Exercise data
__________

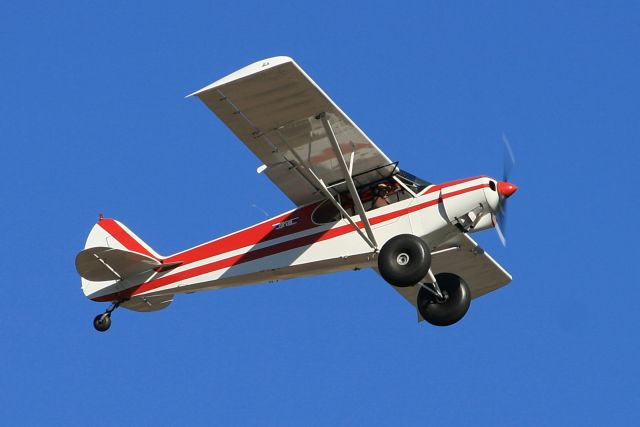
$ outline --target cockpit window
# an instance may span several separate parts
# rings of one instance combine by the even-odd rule
[[[415,194],[420,193],[422,190],[424,190],[425,188],[431,185],[430,182],[425,181],[424,179],[418,178],[414,174],[411,174],[407,171],[399,171],[396,174],[396,177],[398,177],[398,179],[402,181],[404,185],[409,187],[409,189],[413,191]]]
[[[412,185],[412,181],[407,181],[405,185],[412,191],[415,188],[415,186]],[[365,211],[382,208],[413,197],[413,194],[411,194],[410,191],[407,191],[402,185],[393,179],[393,177],[363,186],[358,190],[358,194],[360,195],[360,200],[362,201],[362,206]],[[356,215],[353,200],[351,199],[351,195],[348,191],[340,193],[336,196],[336,199],[349,216]],[[311,214],[311,219],[316,224],[336,222],[341,218],[342,215],[340,214],[340,211],[330,200],[325,200],[320,203]]]

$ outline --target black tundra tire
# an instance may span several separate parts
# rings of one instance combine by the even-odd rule
[[[455,274],[436,274],[436,282],[445,295],[444,300],[438,301],[429,290],[420,288],[416,304],[418,311],[432,325],[453,325],[469,310],[471,292],[464,280]]]
[[[393,286],[413,286],[431,268],[429,247],[421,238],[400,234],[382,246],[378,255],[380,275]]]

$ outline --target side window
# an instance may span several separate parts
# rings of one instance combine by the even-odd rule
[[[325,200],[311,214],[311,220],[316,224],[336,222],[340,219],[340,211],[333,206],[330,200]]]
[[[403,200],[406,200],[408,198],[412,197],[411,194],[405,190],[404,188],[400,187],[395,193],[391,194],[388,199],[389,199],[389,204],[391,203],[396,203],[396,202],[401,202]]]
[[[369,191],[362,193],[365,210],[381,208],[393,203],[406,200],[413,195],[395,181],[385,181],[376,184]]]
[[[393,180],[378,182],[374,186],[365,187],[361,189],[359,194],[365,211],[391,205],[413,197],[411,192],[405,190],[404,187]],[[349,216],[356,214],[353,200],[349,193],[341,193],[338,200]],[[320,203],[311,214],[311,220],[316,224],[336,222],[340,220],[340,218],[340,211],[329,200]]]

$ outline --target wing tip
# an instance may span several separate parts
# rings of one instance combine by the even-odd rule
[[[294,63],[295,61],[289,56],[273,56],[271,58],[262,59],[260,61],[256,61],[252,64],[249,64],[239,70],[234,71],[231,74],[228,74],[221,79],[216,80],[215,82],[203,87],[202,89],[198,89],[195,92],[190,93],[185,96],[185,98],[190,98],[192,96],[200,96],[200,94],[207,92],[211,89],[215,89],[216,87],[223,86],[227,83],[231,83],[236,80],[243,79],[245,77],[249,77],[253,74],[257,74],[261,71],[267,70],[269,68],[277,67],[286,63]]]

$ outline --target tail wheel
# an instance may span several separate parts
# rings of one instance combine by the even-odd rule
[[[436,274],[436,282],[444,298],[438,299],[428,289],[421,287],[418,291],[418,311],[432,325],[453,325],[469,310],[471,292],[464,280],[455,274]]]
[[[98,314],[93,319],[93,327],[96,328],[96,331],[105,332],[111,327],[111,315],[108,313]]]
[[[429,247],[421,238],[400,234],[382,246],[378,255],[380,275],[393,286],[413,286],[431,267]]]

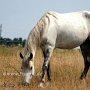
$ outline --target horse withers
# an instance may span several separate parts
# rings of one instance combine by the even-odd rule
[[[85,78],[90,66],[90,12],[45,13],[30,32],[25,44],[22,60],[24,84],[29,85],[34,75],[34,57],[37,47],[41,47],[44,56],[41,82],[50,75],[50,58],[55,48],[72,49],[80,46],[84,58],[84,70],[80,76]]]

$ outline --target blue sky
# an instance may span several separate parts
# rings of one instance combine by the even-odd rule
[[[3,37],[27,38],[47,11],[60,13],[90,11],[90,0],[0,0],[0,24]]]

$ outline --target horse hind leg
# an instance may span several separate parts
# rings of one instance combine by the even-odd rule
[[[80,79],[86,78],[87,72],[88,72],[89,67],[90,67],[90,64],[89,64],[89,62],[87,61],[87,59],[84,58],[84,60],[85,60],[85,61],[84,61],[85,67],[84,67],[84,70],[83,70],[83,72],[82,72],[82,74],[81,74],[81,76],[80,76]]]
[[[84,58],[84,70],[80,76],[80,79],[86,78],[87,72],[90,67],[90,40],[87,39],[81,46],[81,52]]]

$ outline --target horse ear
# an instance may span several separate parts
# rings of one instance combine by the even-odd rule
[[[29,60],[31,60],[33,58],[33,54],[30,53],[30,57],[29,57]]]
[[[21,52],[20,52],[20,57],[21,57],[21,59],[23,59],[23,55],[21,54]]]

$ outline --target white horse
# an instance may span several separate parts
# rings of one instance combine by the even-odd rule
[[[80,78],[85,78],[90,66],[90,12],[61,14],[50,11],[41,17],[28,36],[24,54],[20,53],[25,85],[30,83],[34,75],[34,57],[38,46],[44,55],[42,83],[46,72],[48,80],[51,80],[50,58],[54,48],[72,49],[80,46],[85,64]]]

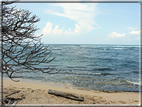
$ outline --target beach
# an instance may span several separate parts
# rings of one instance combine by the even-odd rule
[[[77,94],[84,97],[84,101],[76,101],[61,96],[48,94],[48,90],[56,90],[70,94]],[[107,105],[138,105],[138,92],[110,92],[110,91],[94,91],[78,88],[70,88],[68,86],[56,86],[48,84],[36,84],[29,82],[14,82],[11,80],[3,80],[3,96],[12,94],[10,98],[19,98],[17,104],[107,104]]]

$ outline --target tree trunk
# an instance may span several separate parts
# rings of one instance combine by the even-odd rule
[[[57,95],[57,96],[70,98],[73,100],[84,101],[84,97],[81,95],[77,95],[77,94],[70,94],[70,93],[55,91],[55,90],[51,90],[51,89],[48,90],[48,93],[53,94],[53,95]]]

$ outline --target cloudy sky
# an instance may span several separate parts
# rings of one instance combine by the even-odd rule
[[[140,44],[139,3],[15,3],[40,18],[45,44]]]

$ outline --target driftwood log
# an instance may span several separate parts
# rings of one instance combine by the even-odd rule
[[[25,97],[20,97],[20,98],[7,97],[6,99],[8,99],[8,100],[22,100],[24,98]]]
[[[48,93],[53,94],[53,95],[57,95],[57,96],[62,96],[65,98],[70,98],[73,100],[84,101],[84,97],[81,95],[77,95],[77,94],[70,94],[70,93],[55,91],[55,90],[51,90],[51,89],[48,90]]]
[[[7,96],[5,96],[5,98],[8,97],[8,96],[11,96],[12,94],[19,93],[19,92],[20,92],[20,90],[19,91],[15,91],[15,92],[13,92],[13,93],[8,94]]]

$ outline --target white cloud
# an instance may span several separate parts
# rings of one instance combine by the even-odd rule
[[[74,32],[79,32],[81,27],[75,23],[75,31]]]
[[[139,35],[139,34],[140,34],[140,31],[131,31],[129,34],[132,34],[132,35]]]
[[[139,35],[140,34],[140,31],[137,30],[137,27],[136,28],[128,27],[127,29],[129,30],[129,34],[131,34],[131,35]]]
[[[110,37],[123,37],[125,36],[125,33],[124,34],[119,34],[119,33],[116,33],[116,32],[111,32],[109,34]]]
[[[128,27],[127,29],[130,30],[130,31],[133,31],[133,30],[136,30],[137,28]]]
[[[61,34],[63,34],[64,27],[62,29],[59,29],[59,26],[56,25],[55,28],[53,29],[52,26],[53,26],[52,23],[47,22],[46,26],[42,30],[42,33],[44,35],[47,35],[47,34],[61,35]]]
[[[119,34],[119,33],[116,33],[116,32],[111,32],[109,34],[109,37],[123,37],[125,36],[125,33],[124,34]]]
[[[75,23],[75,30],[72,31],[70,28],[68,30],[65,30],[64,27],[62,29],[59,29],[59,26],[56,25],[55,28],[53,28],[53,25],[51,22],[47,22],[46,26],[42,30],[43,35],[71,35],[71,34],[78,34],[81,30],[81,27]]]
[[[97,4],[95,3],[56,3],[52,4],[53,7],[61,7],[63,13],[58,12],[58,10],[46,10],[48,14],[53,14],[57,16],[67,17],[74,20],[75,28],[74,30],[69,28],[64,30],[64,34],[81,34],[92,31],[93,29],[99,28],[96,24],[94,17],[97,14]],[[67,29],[67,28],[66,28]]]

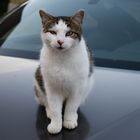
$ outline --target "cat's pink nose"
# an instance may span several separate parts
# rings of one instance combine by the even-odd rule
[[[62,41],[62,40],[57,40],[57,43],[58,43],[60,46],[62,46],[62,44],[64,43],[64,41]]]

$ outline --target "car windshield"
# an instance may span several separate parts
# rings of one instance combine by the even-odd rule
[[[63,8],[62,8],[63,7]],[[39,52],[42,46],[39,9],[68,16],[85,9],[83,35],[97,60],[140,63],[139,0],[31,0],[2,48]]]

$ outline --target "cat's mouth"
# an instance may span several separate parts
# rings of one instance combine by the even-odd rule
[[[64,50],[64,47],[59,46],[59,47],[57,47],[57,49],[58,49],[58,50]]]

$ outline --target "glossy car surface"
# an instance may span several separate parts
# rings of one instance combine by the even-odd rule
[[[74,3],[74,0],[60,0],[60,3],[54,0],[42,0],[42,2],[30,1],[22,12],[21,22],[16,25],[15,29],[12,30],[11,34],[1,46],[0,139],[139,140],[140,59],[136,53],[139,51],[136,43],[138,44],[140,40],[136,37],[136,34],[139,35],[140,33],[138,30],[140,24],[133,27],[134,31],[137,29],[137,32],[134,32],[130,25],[129,28],[124,27],[124,29],[128,29],[128,35],[119,28],[121,25],[118,24],[121,21],[118,21],[117,25],[116,23],[112,24],[112,26],[118,26],[118,29],[114,29],[115,31],[113,31],[113,28],[110,27],[111,24],[110,26],[108,25],[108,20],[111,22],[111,18],[108,17],[106,20],[107,16],[109,16],[109,11],[106,10],[110,10],[112,6],[115,4],[119,5],[119,3],[113,0],[106,0],[104,2],[98,0],[85,2],[81,0],[81,3],[77,6],[72,2]],[[122,6],[126,2],[128,0],[123,1],[121,3]],[[129,4],[131,2],[129,0]],[[57,8],[55,7],[56,5]],[[63,9],[62,5],[65,5]],[[69,8],[70,6],[71,8]],[[104,10],[106,7],[107,9]],[[95,64],[97,65],[95,68],[95,85],[86,102],[79,109],[79,126],[72,131],[63,129],[60,134],[53,136],[47,132],[49,120],[46,118],[44,108],[38,106],[34,99],[34,71],[38,66],[38,61],[35,59],[38,59],[39,49],[41,48],[41,23],[38,10],[47,9],[52,14],[70,15],[76,9],[80,8],[87,10],[87,17],[85,19],[87,23],[85,25],[90,24],[88,28],[84,26],[84,34],[87,42],[89,42],[89,46],[95,50],[94,57]],[[117,11],[118,9],[112,10]],[[68,13],[64,11],[68,11]],[[94,18],[89,17],[89,15],[92,15],[91,13],[93,15],[95,13]],[[101,16],[102,13],[104,13],[103,17],[106,18]],[[112,12],[111,14],[113,16],[115,13]],[[118,19],[121,19],[120,17],[122,17],[122,14],[118,15]],[[128,16],[125,15],[124,17],[128,19]],[[136,17],[138,17],[137,14]],[[89,22],[89,19],[93,20],[98,18],[100,20],[93,21],[94,24],[96,23],[95,28]],[[107,26],[103,26],[103,23],[108,26],[107,31],[105,30]],[[118,36],[121,36],[121,38],[118,38],[115,34],[117,30],[120,30]],[[114,35],[114,39],[116,36],[116,40],[112,42],[115,45],[111,44],[108,40],[111,34]],[[92,36],[93,38],[90,39]],[[126,44],[124,40],[127,42]],[[117,44],[117,41],[124,41],[123,43],[125,45],[120,45],[122,42],[118,42]],[[110,44],[110,46],[115,46],[119,50],[114,48],[114,51],[107,51],[108,49],[112,49],[112,47],[106,49],[106,46],[103,46],[103,44],[106,44],[106,46]],[[128,44],[129,47],[126,47]],[[133,47],[138,49],[135,50]],[[129,57],[130,54],[125,52],[124,48],[128,48],[128,50],[134,49],[132,51],[134,54]],[[120,49],[123,49],[123,51],[120,51]],[[119,51],[120,53],[118,53]],[[123,56],[124,54],[125,57]],[[113,68],[117,67],[116,65],[121,69]],[[127,68],[127,70],[122,68]]]

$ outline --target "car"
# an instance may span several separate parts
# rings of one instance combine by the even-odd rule
[[[30,0],[0,21],[0,139],[139,140],[140,16],[137,0]],[[93,50],[94,88],[81,105],[79,126],[47,132],[34,100],[39,65],[39,10],[72,15],[85,9],[83,34]]]

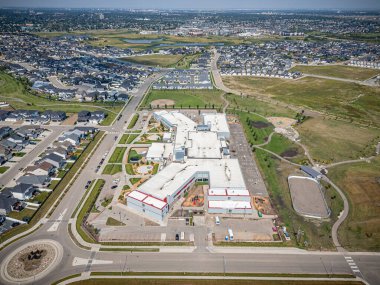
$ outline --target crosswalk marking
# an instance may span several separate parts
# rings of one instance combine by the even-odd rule
[[[361,274],[359,267],[356,265],[355,261],[352,259],[351,256],[345,256],[346,262],[350,266],[351,270],[355,274]]]

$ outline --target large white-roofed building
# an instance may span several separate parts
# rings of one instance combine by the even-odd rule
[[[128,206],[162,221],[173,204],[201,181],[209,183],[209,212],[252,212],[239,162],[225,155],[230,136],[225,115],[203,114],[203,125],[178,111],[158,111],[153,117],[173,132],[174,139],[149,148],[147,160],[165,161],[166,166],[127,195]]]

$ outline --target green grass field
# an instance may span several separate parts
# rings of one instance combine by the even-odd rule
[[[24,218],[28,218],[30,220],[35,214],[35,212],[36,212],[35,210],[25,208],[24,210],[20,212],[16,212],[16,211],[9,212],[8,217],[16,219],[16,220],[20,220],[20,221],[22,221]]]
[[[134,174],[135,174],[135,172],[133,171],[133,166],[132,166],[131,163],[127,163],[127,164],[125,165],[125,171],[126,171],[127,174],[129,174],[129,175],[134,175]]]
[[[266,142],[269,135],[273,132],[274,126],[269,124],[265,119],[246,112],[237,112],[240,122],[242,122],[243,129],[245,131],[247,140],[251,144],[262,144]],[[251,122],[265,122],[268,124],[265,128],[255,128],[249,124]]]
[[[107,113],[107,118],[102,122],[102,125],[110,124],[124,106],[122,103],[113,105],[112,103],[101,102],[81,103],[49,100],[29,93],[21,82],[3,71],[0,71],[0,100],[7,101],[14,109],[53,110],[66,113],[102,110]]]
[[[123,222],[120,222],[112,217],[108,217],[106,221],[106,225],[107,226],[125,226]]]
[[[182,57],[176,64],[175,68],[178,69],[189,69],[191,63],[199,57],[200,54],[191,54],[191,55],[185,55]]]
[[[122,166],[121,164],[107,164],[104,167],[102,174],[108,174],[108,175],[114,175],[116,173],[122,172]]]
[[[223,92],[219,90],[151,90],[145,96],[142,106],[149,107],[154,100],[169,99],[175,102],[175,108],[212,108],[212,105],[219,108],[223,104],[221,94]]]
[[[299,80],[224,77],[231,89],[272,97],[301,108],[380,126],[380,89],[356,83],[306,77]]]
[[[347,219],[339,228],[339,241],[352,251],[380,250],[380,158],[336,166],[328,176],[350,202]]]
[[[152,54],[152,55],[125,57],[122,59],[128,62],[137,63],[137,64],[159,66],[159,67],[170,67],[170,66],[175,66],[182,59],[182,57],[183,57],[182,55]]]
[[[380,139],[377,129],[322,117],[310,118],[296,129],[313,159],[323,163],[371,156]]]
[[[122,163],[126,147],[116,147],[108,163]]]
[[[132,129],[132,128],[136,125],[137,120],[139,119],[139,117],[140,117],[139,114],[134,114],[134,115],[133,115],[132,120],[131,120],[131,121],[129,122],[129,124],[128,124],[128,129]]]
[[[331,76],[353,80],[366,80],[380,73],[380,70],[360,68],[347,65],[322,65],[322,66],[305,66],[297,65],[291,71],[302,73]]]

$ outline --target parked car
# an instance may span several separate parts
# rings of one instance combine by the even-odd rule
[[[179,240],[179,234],[175,235],[175,240]]]
[[[111,189],[115,189],[115,188],[117,188],[117,185],[112,185],[111,186]]]
[[[5,216],[0,215],[0,225],[2,225],[5,222]]]
[[[14,228],[14,227],[17,227],[17,226],[19,226],[19,225],[20,225],[19,222],[14,222],[14,223],[12,223],[11,227]]]

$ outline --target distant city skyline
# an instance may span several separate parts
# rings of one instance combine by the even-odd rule
[[[342,9],[342,10],[380,10],[379,0],[0,0],[0,7],[25,8],[125,8],[125,9]]]

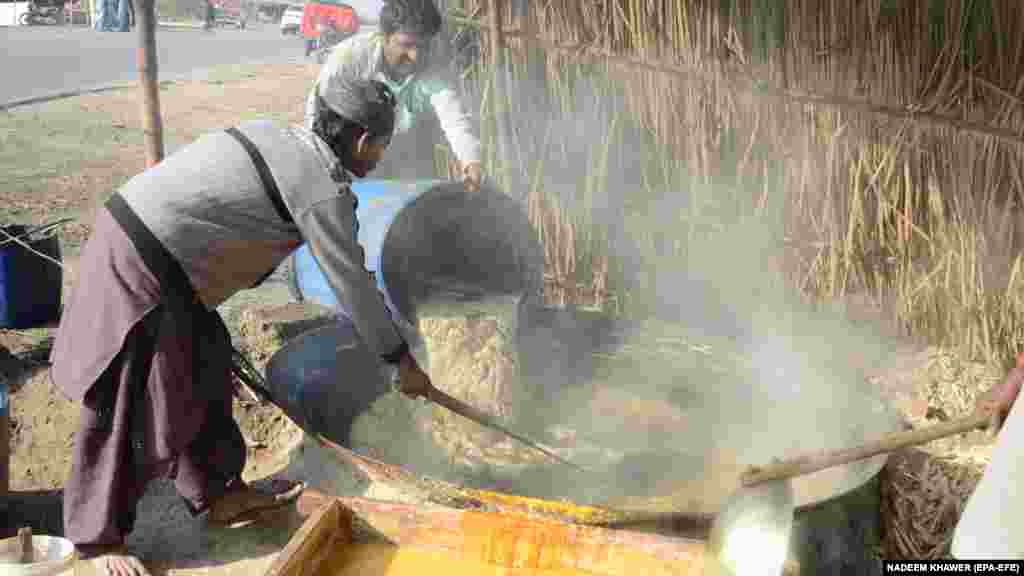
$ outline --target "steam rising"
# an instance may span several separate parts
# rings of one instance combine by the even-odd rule
[[[667,260],[676,271],[657,277],[660,320],[522,311],[521,385],[533,397],[516,407],[510,425],[545,442],[568,431],[574,441],[562,456],[597,476],[555,463],[457,465],[416,424],[430,407],[397,393],[356,421],[353,443],[421,475],[614,503],[664,495],[709,473],[732,487],[740,465],[849,447],[893,430],[893,413],[866,380],[886,360],[884,338],[790,297],[756,234],[734,231],[732,242],[694,245],[696,256]],[[422,348],[417,353],[429,363]],[[797,502],[853,489],[875,471],[859,464],[820,472],[797,486]]]
[[[552,128],[571,136],[564,142],[575,143],[576,153],[610,138],[621,111],[614,100],[579,98],[582,111],[563,121],[572,130],[563,130],[569,124]],[[779,264],[781,226],[744,221],[741,207],[725,202],[706,209],[695,199],[713,201],[719,191],[690,183],[641,210],[648,216],[631,216],[630,233],[622,233],[624,205],[654,169],[644,161],[641,133],[619,136],[607,165],[612,190],[592,199],[600,208],[595,223],[612,229],[613,250],[634,264],[626,271],[627,287],[651,319],[523,311],[519,360],[522,385],[533,397],[516,407],[509,423],[542,440],[571,434],[575,440],[562,455],[603,470],[601,477],[554,463],[515,472],[483,464],[459,468],[414,424],[429,407],[397,393],[356,421],[354,445],[372,446],[385,460],[422,475],[485,488],[500,481],[522,494],[601,502],[655,496],[676,481],[699,479],[716,455],[736,466],[765,464],[850,447],[894,429],[895,415],[866,380],[868,370],[888,360],[885,337],[876,327],[847,321],[839,309],[814,309],[795,296]],[[551,145],[525,155],[538,170],[545,166],[540,181],[563,200],[594,176],[592,162],[562,161],[566,156],[556,157]],[[684,224],[705,232],[691,234],[681,250],[652,249],[644,236]],[[467,253],[473,246],[471,239],[456,244]],[[603,410],[596,397],[605,402]],[[645,406],[664,410],[645,417]],[[802,494],[798,487],[798,505],[802,497],[817,500],[856,487],[868,479],[865,466],[814,475],[819,486]]]

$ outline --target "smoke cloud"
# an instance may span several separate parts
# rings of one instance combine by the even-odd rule
[[[688,181],[685,170],[670,175],[680,165],[656,157],[615,90],[579,81],[568,108],[574,114],[514,110],[520,132],[544,127],[516,158],[566,205],[591,206],[586,224],[608,231],[622,288],[633,309],[649,314],[625,321],[523,311],[521,385],[530,394],[509,424],[558,444],[595,475],[554,463],[513,478],[459,468],[414,425],[429,408],[397,394],[360,417],[355,444],[419,474],[482,487],[501,477],[521,494],[586,503],[665,493],[705,477],[716,460],[736,471],[895,429],[895,414],[867,381],[889,361],[887,338],[877,326],[851,323],[841,308],[798,297],[785,280],[781,222],[745,220],[749,206],[724,200],[735,191]],[[803,495],[853,488],[867,480],[866,469],[823,473],[823,487]]]

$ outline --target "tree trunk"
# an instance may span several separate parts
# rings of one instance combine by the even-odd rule
[[[135,65],[142,95],[142,132],[146,146],[146,167],[164,158],[163,125],[160,121],[160,87],[157,83],[156,13],[154,0],[138,0],[136,11],[139,46]]]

__________

Your task
From the listing above, copy every line where the string "trunk" is found.

Solution to this exercise
$ outline --target tree trunk
$ outline --target "tree trunk"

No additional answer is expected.